● Exercise:
Rewrite every line of the records below as a numbered list, skipping blank lines and omitting the pictures.

BEGIN Exercise inputs

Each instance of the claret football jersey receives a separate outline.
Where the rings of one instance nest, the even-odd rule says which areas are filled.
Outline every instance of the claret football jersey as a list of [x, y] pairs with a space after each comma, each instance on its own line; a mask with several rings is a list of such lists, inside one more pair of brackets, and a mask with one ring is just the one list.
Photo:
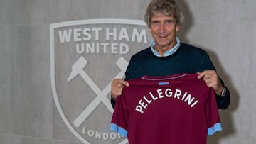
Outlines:
[[198, 74], [129, 80], [118, 96], [110, 129], [129, 144], [206, 144], [221, 131], [214, 90]]

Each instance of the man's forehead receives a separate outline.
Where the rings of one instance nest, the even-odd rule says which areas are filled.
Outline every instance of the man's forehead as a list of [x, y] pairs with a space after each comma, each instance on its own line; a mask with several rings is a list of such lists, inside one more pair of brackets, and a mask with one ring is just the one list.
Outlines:
[[168, 21], [168, 20], [174, 20], [173, 15], [166, 16], [161, 13], [154, 13], [151, 18], [151, 21]]

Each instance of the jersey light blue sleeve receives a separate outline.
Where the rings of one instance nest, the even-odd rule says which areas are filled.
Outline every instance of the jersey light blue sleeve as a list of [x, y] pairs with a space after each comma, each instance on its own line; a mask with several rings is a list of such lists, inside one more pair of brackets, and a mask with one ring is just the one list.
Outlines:
[[115, 131], [123, 136], [127, 137], [127, 131], [117, 124], [111, 123], [110, 131]]
[[222, 131], [222, 126], [220, 123], [215, 124], [213, 127], [208, 128], [208, 135], [212, 135], [218, 131]]

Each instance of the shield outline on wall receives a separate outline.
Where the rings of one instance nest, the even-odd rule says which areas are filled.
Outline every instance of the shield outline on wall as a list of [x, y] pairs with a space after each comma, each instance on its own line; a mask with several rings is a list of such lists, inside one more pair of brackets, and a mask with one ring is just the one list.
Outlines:
[[[90, 144], [85, 138], [83, 138], [76, 130], [73, 127], [73, 126], [69, 122], [66, 116], [65, 115], [63, 110], [61, 107], [57, 89], [55, 85], [55, 29], [59, 28], [65, 26], [74, 26], [78, 25], [86, 25], [86, 24], [129, 24], [129, 25], [136, 25], [141, 26], [146, 26], [145, 22], [142, 20], [134, 20], [134, 19], [119, 19], [119, 18], [95, 18], [95, 19], [85, 19], [85, 20], [78, 20], [78, 21], [64, 21], [55, 23], [50, 24], [50, 83], [53, 92], [53, 96], [57, 109], [60, 115], [61, 118], [63, 119], [64, 123], [71, 131], [71, 133], [77, 137], [82, 143], [85, 144]], [[124, 140], [120, 144], [125, 144], [128, 142], [127, 139]]]

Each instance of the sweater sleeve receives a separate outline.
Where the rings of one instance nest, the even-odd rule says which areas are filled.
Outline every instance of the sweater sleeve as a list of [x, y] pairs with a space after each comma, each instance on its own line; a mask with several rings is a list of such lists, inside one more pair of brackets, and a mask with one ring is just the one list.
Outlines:
[[[214, 67], [213, 62], [211, 62], [211, 60], [210, 59], [209, 55], [208, 55], [208, 53], [206, 52], [204, 53], [204, 56], [202, 59], [202, 67], [203, 67], [202, 69], [203, 70], [215, 70], [215, 71], [216, 71], [215, 67]], [[228, 109], [228, 107], [230, 104], [230, 93], [228, 88], [225, 86], [224, 82], [220, 79], [220, 77], [219, 77], [219, 79], [220, 79], [222, 84], [225, 87], [226, 93], [223, 97], [215, 94], [218, 108], [220, 109]]]

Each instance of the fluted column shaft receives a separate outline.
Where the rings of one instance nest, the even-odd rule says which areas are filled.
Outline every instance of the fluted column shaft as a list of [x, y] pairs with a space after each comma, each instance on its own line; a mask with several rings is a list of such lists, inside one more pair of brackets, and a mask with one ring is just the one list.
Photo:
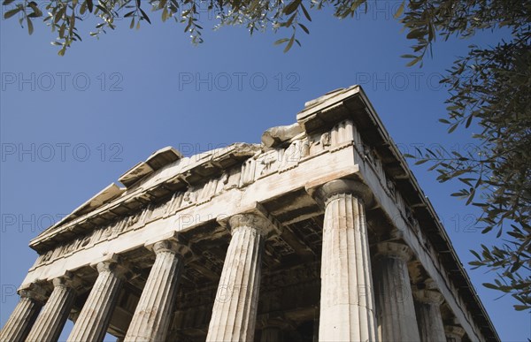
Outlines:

END Exercise inputs

● Finished answer:
1. Each instance of the claret football jersey receives a separate outline.
2. Where the rings of one instance nest, the even-odd rule says which areas are filled.
3. Outline every instance of the claret football jersey as a list of [x, y] pairs with a space after each comma, each instance on its own line; a mask with several rings is a list of such lists, inside one more pair of brackets, and a mask with one ring is just the one list.
4. Photo:
5. Outlines:
6. [[198, 74], [129, 80], [118, 96], [110, 129], [129, 144], [206, 144], [221, 131], [214, 90]]
7. Each instance of the man's forehead receives a separate outline.
8. Where the rings of one instance nest, the even-odd rule says which areas are filled.
9. Outline every instance of the man's forehead as a list of [x, y] pairs with a space after each comma, each instance on its own line; a mask with several rings is a list of such lists, inside one more pair of brackets, and a mask with one ring is just the one list.
10. Outlines:
11. [[168, 21], [168, 20], [174, 20], [173, 15], [166, 16], [161, 13], [154, 13], [151, 18], [151, 21]]
12. Each instance of the jersey light blue sleeve receives a separate outline.
13. Where the rings of one instance nest, the even-odd rule says which areas are filled.
14. Outline every instance of the jersey light blue sleeve as a list of [x, y] pairs with a space after each comma, each instance on its own line; a mask with several rings is a list of such lists, inside one more pair of brackets, and a mask with one ring is just the one list.
15. Outlines:
16. [[115, 131], [123, 136], [127, 137], [127, 131], [117, 124], [111, 123], [110, 131]]
17. [[222, 131], [222, 126], [220, 123], [215, 124], [213, 127], [208, 128], [208, 135], [212, 135], [218, 131]]
18. Each instance of the shield outline on wall receives a separate outline.
19. Where the rings of one instance nest, the even-odd rule says which areas are filled.
20. Outline every instance of the shield outline on wall as a list of [x, y] pairs with a space after each comma, each instance on its own line; a mask with several rings is a list of such lists, inside one more pair of brackets, and a mask with one ring is just the one list.
21. Outlines:
22. [[[90, 144], [85, 138], [83, 138], [76, 130], [73, 127], [73, 126], [69, 122], [66, 116], [65, 115], [63, 110], [61, 107], [57, 89], [55, 85], [55, 29], [59, 28], [65, 26], [74, 26], [78, 25], [86, 25], [86, 24], [129, 24], [129, 25], [136, 25], [141, 26], [146, 26], [145, 22], [142, 20], [134, 20], [134, 19], [119, 19], [119, 18], [95, 18], [95, 19], [85, 19], [85, 20], [78, 20], [78, 21], [64, 21], [55, 23], [50, 24], [50, 83], [53, 92], [53, 96], [57, 109], [60, 115], [61, 118], [63, 119], [64, 123], [71, 131], [71, 133], [77, 137], [82, 143], [85, 144]], [[124, 140], [120, 144], [125, 144], [128, 142], [127, 139]]]
23. Each instance of the sweater sleeve receives a separate outline.
24. Where the rings of one instance nest, the even-odd rule says which areas are filled.
25. Outline every instance of the sweater sleeve as a list of [x, y] pairs with a space after each comma, each instance on its own line; a mask with several rings is a list of such lists, inside one more pair of brackets, and a mask with one ring is just the one list.
26. Outlines:
27. [[[214, 67], [213, 62], [211, 62], [211, 60], [210, 59], [209, 55], [208, 55], [208, 53], [206, 52], [204, 53], [204, 56], [202, 59], [202, 67], [203, 67], [202, 69], [203, 70], [215, 70], [215, 71], [216, 71], [215, 67]], [[228, 109], [228, 107], [230, 104], [230, 93], [228, 88], [225, 86], [224, 82], [220, 79], [220, 77], [219, 77], [219, 79], [220, 79], [222, 84], [225, 87], [226, 93], [223, 97], [215, 94], [218, 108], [220, 109]]]
28. Each instance of the fluted column shaft receives a separate outline.
29. Where the rings of one instance nest, the even-odd rule says which areas are filled.
30. Outline every instance of the fluted column shaft as a list of [x, y] pairs with a space after each comma, each instance on its own line; a mask with several rings is a list of such lists, inside one more pair of brackets, and a mask with one ring is just the one list.
31. Photo:
32. Outlines:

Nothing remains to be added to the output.